Problem statement — Summarize the post below in two sentences.
* BEGIN Selection *
This may be a little bit off topic, but ...
some years ago my customer asked me to do a similar project;
they had (and still have) a home grown software development tool, based
on ISPF services,
written in PL/1 and REXX, which used CA-LIBRARIAN as archiving system.
It supported all the
development stages, including installation into the target libraries
etc.; the users were satisfied.
Management too, but the only problem was that they wanted to get rid of
CA-LIBRARIAN,
because of maintenance cost and end of support (?).
The site had a strong DB2 knowledge and experience, so I suggested to
replace CA-LIBRARIAN
by two (!) DB2 tables; one holding the meta data of the objects (sources
and includes, different
languages) and one holding the sources as CLOBs. All historic stages of
the sources are recorded,
back to 1995. The source CLOBs have two time stamps, the time of
creation and the expiration time
(which is 2999-12-31 for the actual source). The CLOBs are limited to 5
MB, which makes 62500 lines;
I suggested to allow more than one CLOB per source, so that the size
could be unlimited,
but the customer didn't want that.
The two tables exist three times (test, system test, production).
Some numbers from the projects:
- 70000 sources and includes (including history stages) have been
migrated in two hours
during an afternoon shift, only two hours downtime of the system
- no change in the "look and feel" of the application. the users
(developers) don't see any difference
- fetching of a source clob of 20000 lines into a 80 byte record member
needs sub-second response time
(this is done by a C sub program, BTW ... the original program which
fetched the source from CA-LIB was
changed to call the C sub program instead of a LIBFAIR function)
* END Selection *
* BEGIN Given material *
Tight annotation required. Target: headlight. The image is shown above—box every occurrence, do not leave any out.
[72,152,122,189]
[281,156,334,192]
* END Given material *
Complete response — A customer's home-grown development tool used CA-LIBRARIAN as its archiving system, and management wanted to get rid of CA-LIBRARIAN because of maintenance cost. The writer suggested replacing it with two DB2 tables, one for object metadata and one for sources stored as CLOBs with all historic stages back to 1995, and 70000 sources were then migrated in two hours with no change in look and feel for users.